• **SHORT EXERCISE**
Reproduce the stretch of material from its very beginning through the line containing "[408,185,445,256]", including both ends.

** START OF RECORDED DATA **

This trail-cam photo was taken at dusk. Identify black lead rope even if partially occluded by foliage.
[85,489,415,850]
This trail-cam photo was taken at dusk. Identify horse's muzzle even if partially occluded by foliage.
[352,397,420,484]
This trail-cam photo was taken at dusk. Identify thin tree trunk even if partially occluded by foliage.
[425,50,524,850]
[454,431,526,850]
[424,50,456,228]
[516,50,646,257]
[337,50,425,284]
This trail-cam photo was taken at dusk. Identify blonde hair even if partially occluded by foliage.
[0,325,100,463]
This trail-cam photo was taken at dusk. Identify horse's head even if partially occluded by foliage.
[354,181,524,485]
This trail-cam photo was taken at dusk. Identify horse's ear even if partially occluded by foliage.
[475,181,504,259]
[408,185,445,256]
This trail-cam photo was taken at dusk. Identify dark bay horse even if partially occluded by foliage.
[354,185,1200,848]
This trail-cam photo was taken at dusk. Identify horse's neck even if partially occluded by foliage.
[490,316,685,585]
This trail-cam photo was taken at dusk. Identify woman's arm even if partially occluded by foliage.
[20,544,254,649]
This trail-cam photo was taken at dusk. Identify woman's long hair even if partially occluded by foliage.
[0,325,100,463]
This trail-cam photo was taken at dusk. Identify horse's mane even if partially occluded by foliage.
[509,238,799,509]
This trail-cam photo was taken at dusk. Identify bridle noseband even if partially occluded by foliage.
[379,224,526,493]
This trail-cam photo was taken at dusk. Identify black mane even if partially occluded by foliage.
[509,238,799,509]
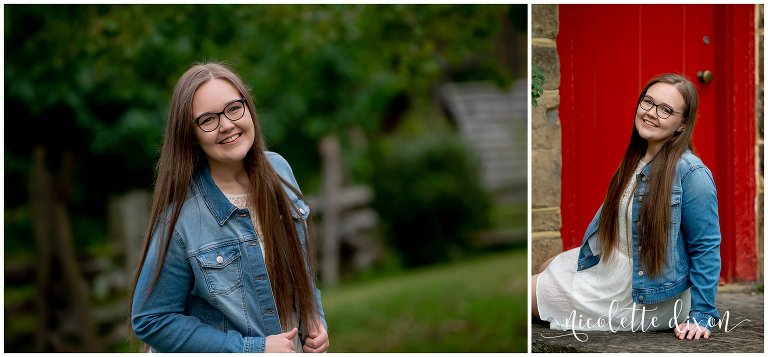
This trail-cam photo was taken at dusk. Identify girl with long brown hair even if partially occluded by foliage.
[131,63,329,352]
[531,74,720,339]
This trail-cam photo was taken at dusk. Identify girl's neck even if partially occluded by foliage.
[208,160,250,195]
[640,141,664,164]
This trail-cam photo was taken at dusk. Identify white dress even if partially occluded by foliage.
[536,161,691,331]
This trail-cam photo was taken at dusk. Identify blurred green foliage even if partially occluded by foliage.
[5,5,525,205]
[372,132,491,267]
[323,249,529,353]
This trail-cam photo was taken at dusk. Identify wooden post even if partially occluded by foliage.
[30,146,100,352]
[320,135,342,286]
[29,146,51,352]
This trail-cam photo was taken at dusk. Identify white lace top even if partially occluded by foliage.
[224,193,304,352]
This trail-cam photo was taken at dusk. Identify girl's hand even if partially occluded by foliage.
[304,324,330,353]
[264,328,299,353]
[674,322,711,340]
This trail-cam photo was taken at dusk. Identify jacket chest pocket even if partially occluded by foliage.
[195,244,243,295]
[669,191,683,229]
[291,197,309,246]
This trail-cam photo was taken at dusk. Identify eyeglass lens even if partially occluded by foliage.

** END OF RECORDED DATA **

• **SOLUTION**
This trail-cam photo was taken at dusk. Identify black lead rope even if partially occluded by foliage.
[85,489,415,850]
This trail-cam photo was taken at dusk. Identify horse's muzzle even if partially occluded by foliage.
[352,397,420,484]
This trail-cam photo was taken at dusk. Identify thin tree trunk even if partially occluded by foliage.
[425,50,524,850]
[454,431,526,850]
[424,50,456,228]
[516,50,646,257]
[337,50,425,284]
This trail-cam photo was taken at dusk. Identify blonde hair even if partially occluded by foliage.
[0,325,100,463]
This trail-cam photo was taken at dusk. Identify horse's head even if partially occluded by foliage.
[354,181,524,485]
This trail-cam photo was taken at dusk. Identify horse's ear even if partially occluded by foliage.
[475,181,504,259]
[408,185,445,256]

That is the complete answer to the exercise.